ABOUT THIS EXERCISE:
The full listing, written out exactly and without images, is the expected result.
[Opening DATA PROVIDED section]
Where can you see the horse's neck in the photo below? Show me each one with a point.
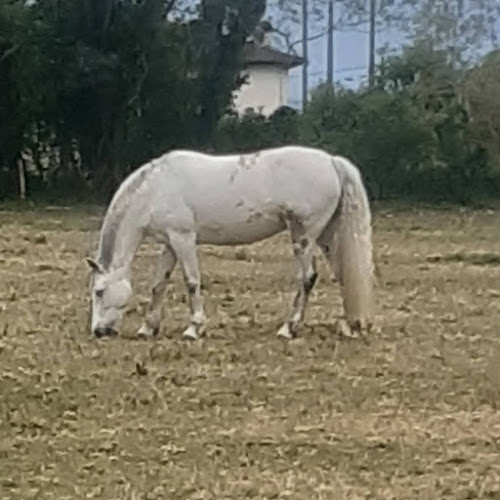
(127, 236)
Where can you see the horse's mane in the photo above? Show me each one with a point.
(116, 213)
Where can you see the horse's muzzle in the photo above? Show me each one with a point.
(105, 332)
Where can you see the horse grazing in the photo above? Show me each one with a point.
(189, 198)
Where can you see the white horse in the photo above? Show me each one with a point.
(189, 198)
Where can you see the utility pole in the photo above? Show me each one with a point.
(305, 20)
(329, 51)
(371, 49)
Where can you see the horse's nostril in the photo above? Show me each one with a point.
(111, 332)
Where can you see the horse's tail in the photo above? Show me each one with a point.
(352, 251)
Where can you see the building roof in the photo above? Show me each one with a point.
(263, 54)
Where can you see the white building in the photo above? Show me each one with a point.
(267, 75)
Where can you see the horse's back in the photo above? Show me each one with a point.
(244, 198)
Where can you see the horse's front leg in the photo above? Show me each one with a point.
(307, 276)
(184, 246)
(166, 264)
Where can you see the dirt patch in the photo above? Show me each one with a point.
(412, 414)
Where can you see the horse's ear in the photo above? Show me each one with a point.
(93, 265)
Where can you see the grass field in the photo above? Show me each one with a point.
(414, 413)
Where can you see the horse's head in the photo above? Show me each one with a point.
(111, 292)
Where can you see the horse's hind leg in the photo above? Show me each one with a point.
(184, 245)
(166, 265)
(303, 250)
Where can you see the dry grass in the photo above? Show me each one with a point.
(413, 414)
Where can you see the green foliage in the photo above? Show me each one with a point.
(115, 82)
(117, 78)
(412, 136)
(255, 131)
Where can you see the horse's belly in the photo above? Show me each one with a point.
(255, 228)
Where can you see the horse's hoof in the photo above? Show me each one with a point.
(147, 332)
(285, 333)
(190, 333)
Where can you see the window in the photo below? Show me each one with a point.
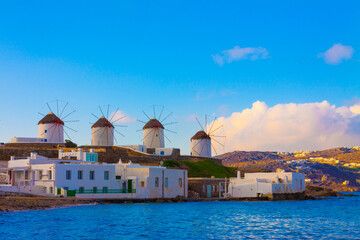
(80, 174)
(156, 182)
(92, 175)
(106, 175)
(68, 175)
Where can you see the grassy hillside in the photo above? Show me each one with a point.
(208, 168)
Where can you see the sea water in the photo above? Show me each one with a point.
(333, 218)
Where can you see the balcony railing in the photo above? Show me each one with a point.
(104, 191)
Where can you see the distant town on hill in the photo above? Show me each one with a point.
(336, 168)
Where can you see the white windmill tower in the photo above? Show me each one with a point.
(153, 130)
(51, 126)
(201, 143)
(102, 131)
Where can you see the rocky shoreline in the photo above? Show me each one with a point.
(10, 202)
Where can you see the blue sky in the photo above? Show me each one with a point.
(133, 54)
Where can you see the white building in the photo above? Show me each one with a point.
(90, 156)
(82, 179)
(163, 151)
(200, 144)
(262, 184)
(102, 133)
(153, 134)
(138, 148)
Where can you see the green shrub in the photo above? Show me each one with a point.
(208, 168)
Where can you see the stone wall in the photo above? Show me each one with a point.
(110, 154)
(200, 186)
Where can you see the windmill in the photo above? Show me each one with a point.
(205, 140)
(153, 130)
(102, 131)
(51, 126)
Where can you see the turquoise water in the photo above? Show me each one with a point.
(331, 218)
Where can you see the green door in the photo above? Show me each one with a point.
(129, 186)
(208, 192)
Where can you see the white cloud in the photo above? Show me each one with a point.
(291, 127)
(120, 117)
(237, 53)
(337, 53)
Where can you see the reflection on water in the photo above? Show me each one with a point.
(331, 218)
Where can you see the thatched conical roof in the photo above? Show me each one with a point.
(153, 123)
(51, 118)
(200, 135)
(102, 122)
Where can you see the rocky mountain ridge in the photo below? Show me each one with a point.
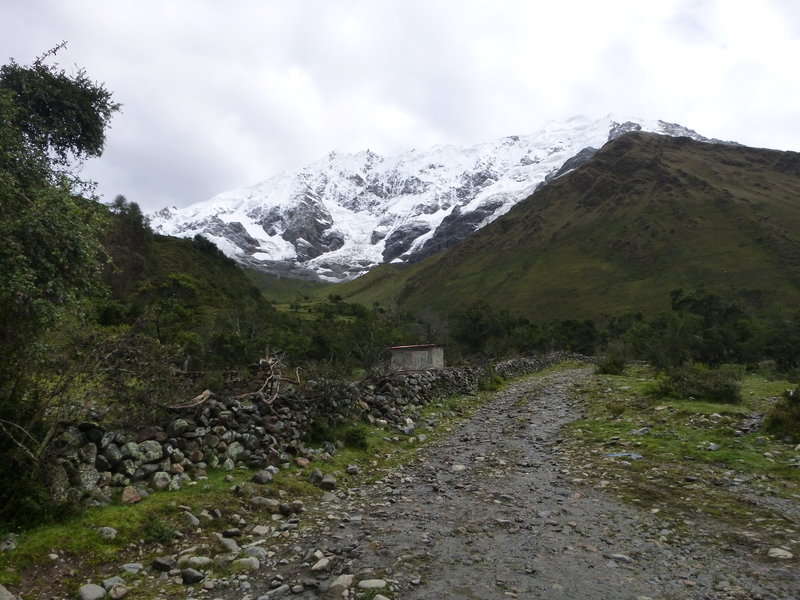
[Closing DATA PROVIDED section]
SOLUTION TO THIS TASK:
Where can you see the horse's neck in the photo below? Show me each one with a point.
(127, 236)
Where can you see the horse's mane in the photo above? Show me each one with a point.
(116, 213)
Where can you see the horse's muzzle in the photo above? Show me each one with a point.
(105, 332)
Where can you see the horse grazing in the photo above? Show me each one with a point.
(189, 198)
Where can you see the white horse in the photo above? Show me each one with a point.
(189, 198)
Where can you see the utility pole in the photo above? Show me each one with a point.
(305, 20)
(329, 51)
(371, 49)
Where can you see the horse's nostril in the photo above? Show me each one with a point.
(111, 332)
Where can you see the horse's tail in the photo above? Show me each one with a point.
(352, 251)
Where can you see the building roof in the photo above? Show me each one with a point.
(263, 54)
Where can you see the white building in the photo above? Show me each one with a point.
(267, 75)
Where can you see the horse's back in the photo above? Show me each one with a point.
(244, 198)
Where can you see the horse's front leg in the photo above? Show me each one with a point.
(307, 276)
(184, 246)
(166, 264)
Where can you see the dirt patch in the photo above? Show me each one with a point.
(412, 414)
Where can you see the horse's ear in the photo above? Show me each one with a point.
(93, 265)
Where can you see the grass field in the photo above? Show me each one with a point.
(414, 413)
Where can you see the horse's head in the photo above? Show me each one with a point.
(111, 292)
Where can you see the horse's hind leg in the photo above? Show me each one with a point.
(184, 245)
(166, 265)
(303, 250)
Where can you see the dry grass in the photo above? Show me each one with a point.
(413, 414)
Where can you see the green foliage in the photo above? Show me each one with a point.
(115, 82)
(117, 78)
(412, 136)
(255, 131)
Where can you see the horse's belly in the photo above? Show me each one with a point.
(255, 228)
Where can you see the horse's hoof in the photo above? Show me each one with a point.
(147, 332)
(285, 333)
(190, 333)
Where can you see the window in the photo below? Show me each one with a point.
(80, 174)
(156, 182)
(92, 175)
(106, 175)
(68, 175)
Where can you see the grassy hillside in the photo above? Show me each one with a point.
(208, 168)
Where can you see the sea water in the photo above? Show me each one with a point.
(333, 218)
Where can you see the balcony railing in the photo above? Show me each one with a point.
(104, 191)
Where can you see the distant town on hill in the photo above? Show me each one with a point.
(336, 168)
Where can you see the white windmill tower in the photo above? Show me each one with a point.
(153, 130)
(51, 126)
(201, 143)
(102, 131)
Where can you see the rocky shoreline in the photo above? Show me each one with a point.
(10, 202)
Where can you see the blue sky in the photo above? Show me each one with a point.
(133, 54)
Where can you see the white building in the photo above? Show me each one with a point.
(90, 156)
(82, 179)
(163, 151)
(200, 144)
(262, 184)
(102, 133)
(153, 134)
(138, 148)
Where can you see the green shrub in the photo above? Show me each one with a point.
(208, 168)
Where can you see the stone wall in the photo above? Show me each one with a point.
(110, 154)
(200, 186)
Where can you see the windmill in the photo above? Show me each one with a point.
(205, 140)
(153, 130)
(102, 131)
(51, 126)
Where can you see the turquoise water in the photo above? Show me each one with a point.
(331, 218)
Where can you see the green door in the photo above? Show me each one with a point.
(129, 186)
(208, 192)
Where can you see the white cloud in the photo above? Show me each one with a point.
(291, 127)
(120, 117)
(237, 53)
(337, 53)
Where can you see the reflection on water in the photo above? Show me each one with a point.
(331, 218)
Where can you see the thatched conical roof in the photo above? Show me each one with a point.
(153, 123)
(51, 118)
(200, 135)
(102, 122)
Where can you see the rocky mountain ridge in the photo below? Show me each one with a point.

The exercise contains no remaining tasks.